Exercise
Using the entries that follow, collect the lines where the word "with" appears.

Start of Available records

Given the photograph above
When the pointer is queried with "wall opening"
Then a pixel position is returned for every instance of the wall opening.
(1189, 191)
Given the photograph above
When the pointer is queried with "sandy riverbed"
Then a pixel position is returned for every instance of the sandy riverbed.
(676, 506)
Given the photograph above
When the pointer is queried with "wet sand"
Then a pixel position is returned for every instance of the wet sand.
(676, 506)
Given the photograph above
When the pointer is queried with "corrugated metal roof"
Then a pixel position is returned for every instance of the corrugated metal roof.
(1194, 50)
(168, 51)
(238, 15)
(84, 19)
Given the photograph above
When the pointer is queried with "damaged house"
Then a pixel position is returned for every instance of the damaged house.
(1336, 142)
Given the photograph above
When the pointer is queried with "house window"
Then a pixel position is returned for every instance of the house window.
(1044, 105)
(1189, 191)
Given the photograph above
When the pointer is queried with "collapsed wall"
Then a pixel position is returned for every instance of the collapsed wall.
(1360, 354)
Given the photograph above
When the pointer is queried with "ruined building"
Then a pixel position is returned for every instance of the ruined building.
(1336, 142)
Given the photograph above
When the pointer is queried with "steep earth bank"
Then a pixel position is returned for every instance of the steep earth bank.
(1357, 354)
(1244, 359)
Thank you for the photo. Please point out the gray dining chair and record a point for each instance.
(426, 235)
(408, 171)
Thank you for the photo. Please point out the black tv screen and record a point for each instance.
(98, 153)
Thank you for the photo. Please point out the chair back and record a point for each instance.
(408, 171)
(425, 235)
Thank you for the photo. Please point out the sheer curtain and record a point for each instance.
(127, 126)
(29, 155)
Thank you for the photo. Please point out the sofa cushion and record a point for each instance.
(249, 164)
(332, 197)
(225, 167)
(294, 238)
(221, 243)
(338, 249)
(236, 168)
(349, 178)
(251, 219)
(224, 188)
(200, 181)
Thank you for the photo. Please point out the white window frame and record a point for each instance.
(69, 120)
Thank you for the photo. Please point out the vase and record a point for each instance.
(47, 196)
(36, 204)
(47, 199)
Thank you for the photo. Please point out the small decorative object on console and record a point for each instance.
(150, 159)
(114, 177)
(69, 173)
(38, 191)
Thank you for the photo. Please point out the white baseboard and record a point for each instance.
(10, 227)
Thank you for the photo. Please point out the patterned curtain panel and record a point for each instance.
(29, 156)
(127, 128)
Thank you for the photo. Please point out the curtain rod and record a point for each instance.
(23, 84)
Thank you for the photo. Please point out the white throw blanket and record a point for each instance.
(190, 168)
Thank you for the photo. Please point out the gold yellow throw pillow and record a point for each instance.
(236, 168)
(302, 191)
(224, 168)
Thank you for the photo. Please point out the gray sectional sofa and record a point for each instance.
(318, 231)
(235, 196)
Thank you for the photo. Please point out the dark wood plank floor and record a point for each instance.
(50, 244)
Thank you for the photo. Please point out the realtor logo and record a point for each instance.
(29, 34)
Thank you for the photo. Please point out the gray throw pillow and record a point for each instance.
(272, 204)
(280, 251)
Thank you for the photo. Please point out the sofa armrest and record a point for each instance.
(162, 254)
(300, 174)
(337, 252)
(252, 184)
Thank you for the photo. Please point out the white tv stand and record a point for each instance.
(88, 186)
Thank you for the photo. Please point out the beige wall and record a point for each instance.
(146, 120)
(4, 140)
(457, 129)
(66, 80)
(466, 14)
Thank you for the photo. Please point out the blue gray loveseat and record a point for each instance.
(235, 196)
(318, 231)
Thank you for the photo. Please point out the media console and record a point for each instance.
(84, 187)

End of Available records

Solved problem
When the pointer is queried with "wall opening"
When the pointer is queried with "sandy riverbed"
When the pointer is queried with "wet sand"
When the pointer is queried with "corrugated metal roof"
When the pointer is queried with "damaged house"
When the pointer is queried with "house window"
When the pointer is queried with "collapsed wall"
When the pointer is queried with "ruined building"
When the pointer is queried with "steep earth bank"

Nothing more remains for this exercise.